* [Письменное задание 1]
Ответьте на вопросы по тексту о внешней политике России.
(a) Что, согласно тексту, лежит в основе системы, на страже которой стоит Россия?
(b) Какой принцип в тексте назван неотменимым?
(c) В чём, по словам текста, мы окажемся, если этот принцип будет формально перечеркнут?
* [Письменное задание 2] Допишите продолжение текста о внешней политике России, начав сразу после его последнего предложения.

* [Текст]
————————

Россия, как очень значимый фактор современной внешней политики и международных отношений, действиями, но не только действиями, но и политическими сигналами, своей, если хотите, способностью позиционировать себя в мире, посылает очень важныйmessage. Он состоит в том, что мы отстаиваем ряд ценностей, которые под вопросом, по крайней мере, в целом ряде государств. Он состоит в том, что мы, безусловно, стоим на страже системы, где международное право в основе всего – это фундамент. Международное право может меняться эволюционным путем, но для этого нужен процесс, нужна процедура. Оно не может меняться пока нет некой группы. Мы, конечно, исходим из абсолютного равноправия государств, просто потому, что это субъекты международного права. Можно сколько угодно рассуждать о разности потенциалов, но принцип «одна сторона – один голос», он не отменим. Если его перечеркивать уже формально, то тогда мы точно окажемся в законе джунглей. И это будут хищники, это будут жертвы, это будут люди, которые берутся вначале за камень, потом за дубину, потом будут строить пушки. Знаете, мы все это проходили и продолжаем проходить в известной мере. Но все-таки человечество должно учиться на собственном опыте. Россия предлагает эту альтернативу. Вот какой миропорядок мы думаем стоило бы всем тем, кому это не близко и кто хочет хищничать, все-таки задуматься, стоит или не стоит посмотреть в ту сторону, куда предлагает обратиться Россия.

————————

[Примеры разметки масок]
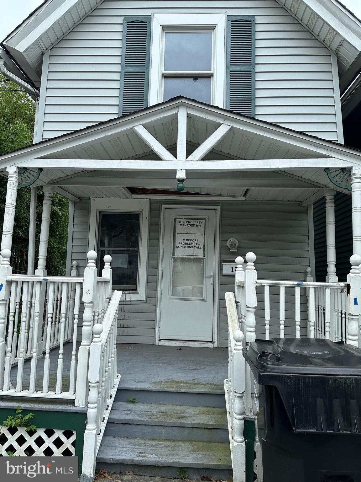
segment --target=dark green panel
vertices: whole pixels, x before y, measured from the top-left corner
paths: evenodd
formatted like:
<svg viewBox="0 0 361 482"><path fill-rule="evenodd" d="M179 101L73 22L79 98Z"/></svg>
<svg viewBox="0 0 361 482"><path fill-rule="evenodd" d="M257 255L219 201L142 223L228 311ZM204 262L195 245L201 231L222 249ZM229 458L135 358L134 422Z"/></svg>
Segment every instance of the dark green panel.
<svg viewBox="0 0 361 482"><path fill-rule="evenodd" d="M83 463L84 434L85 431L87 413L83 412L46 412L42 410L24 410L23 415L32 413L34 417L31 423L39 428L54 428L59 430L77 431L75 442L75 455L78 457L79 474L81 473ZM0 408L0 425L9 415L16 415L14 409Z"/></svg>
<svg viewBox="0 0 361 482"><path fill-rule="evenodd" d="M147 107L152 17L124 17L119 115Z"/></svg>
<svg viewBox="0 0 361 482"><path fill-rule="evenodd" d="M314 280L324 282L327 274L326 251L325 200L322 198L313 204L313 230L315 242L315 268Z"/></svg>
<svg viewBox="0 0 361 482"><path fill-rule="evenodd" d="M352 254L352 215L351 196L337 192L335 196L336 231L336 273L339 281L346 281L351 268Z"/></svg>
<svg viewBox="0 0 361 482"><path fill-rule="evenodd" d="M352 254L352 216L351 196L342 192L335 196L336 238L336 274L338 281L346 281ZM315 265L318 282L325 281L327 274L326 239L326 208L324 198L313 204Z"/></svg>
<svg viewBox="0 0 361 482"><path fill-rule="evenodd" d="M229 15L227 20L226 108L254 117L256 18L250 15ZM231 36L233 28L234 37ZM244 48L243 52L239 50L240 45Z"/></svg>

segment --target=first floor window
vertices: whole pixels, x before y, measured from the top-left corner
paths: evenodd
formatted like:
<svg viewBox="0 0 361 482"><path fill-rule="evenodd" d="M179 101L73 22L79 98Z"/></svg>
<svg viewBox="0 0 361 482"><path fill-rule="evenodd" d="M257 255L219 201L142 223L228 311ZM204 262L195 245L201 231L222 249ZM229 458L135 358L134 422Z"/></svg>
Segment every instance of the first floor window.
<svg viewBox="0 0 361 482"><path fill-rule="evenodd" d="M141 213L100 212L98 259L104 267L105 254L112 256L113 287L138 291Z"/></svg>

————————

* [Письменный ответ 1]
(a) Международное право, которое названо фундаментом.
(b) Принцип «одна сторона – один голос».
(c) В законе джунглей.

* [Письменный ответ 2]
Вы правы. Одна даже форма, не только форма, форма и содержание едины, диалог на равных, как такой лозунг, который мы посылаем, миру. Да, он, конечно, должен повлиять каким-то образом, если не на мировой порядок, то на умы людей. Вы правы, это еще не грядущий миропорядок, но это какие-то зерна, которые, мы надеемся, пустят какие-то ростки и укореняться. Плюс к тому, что Россия отстаивает традиционные ценности, защиту личности от таких экстремальных неолиберальных подходов. Не буду сейчас перечислять. Это не тема нашей беседы. Но спасибо, Вы ответили на этот вопрос. Но вернемся к вопросам читателей. Вот как раз Вы затронули тему возможных не конфликтных, а зон сотрудничества. В Москве неоднократно предлагали Вашингтону вместо дальнейшей конфронтации заняться поиском взаимодействия. Какие это могут быть на Ваш взгляд направления? Может быть такой областью стать освоение космического пространства, например, общая лунная программа, несмотря на недавний отказ американцев встречаться с главой «Роскосмоса» Сергеем Рагозиным.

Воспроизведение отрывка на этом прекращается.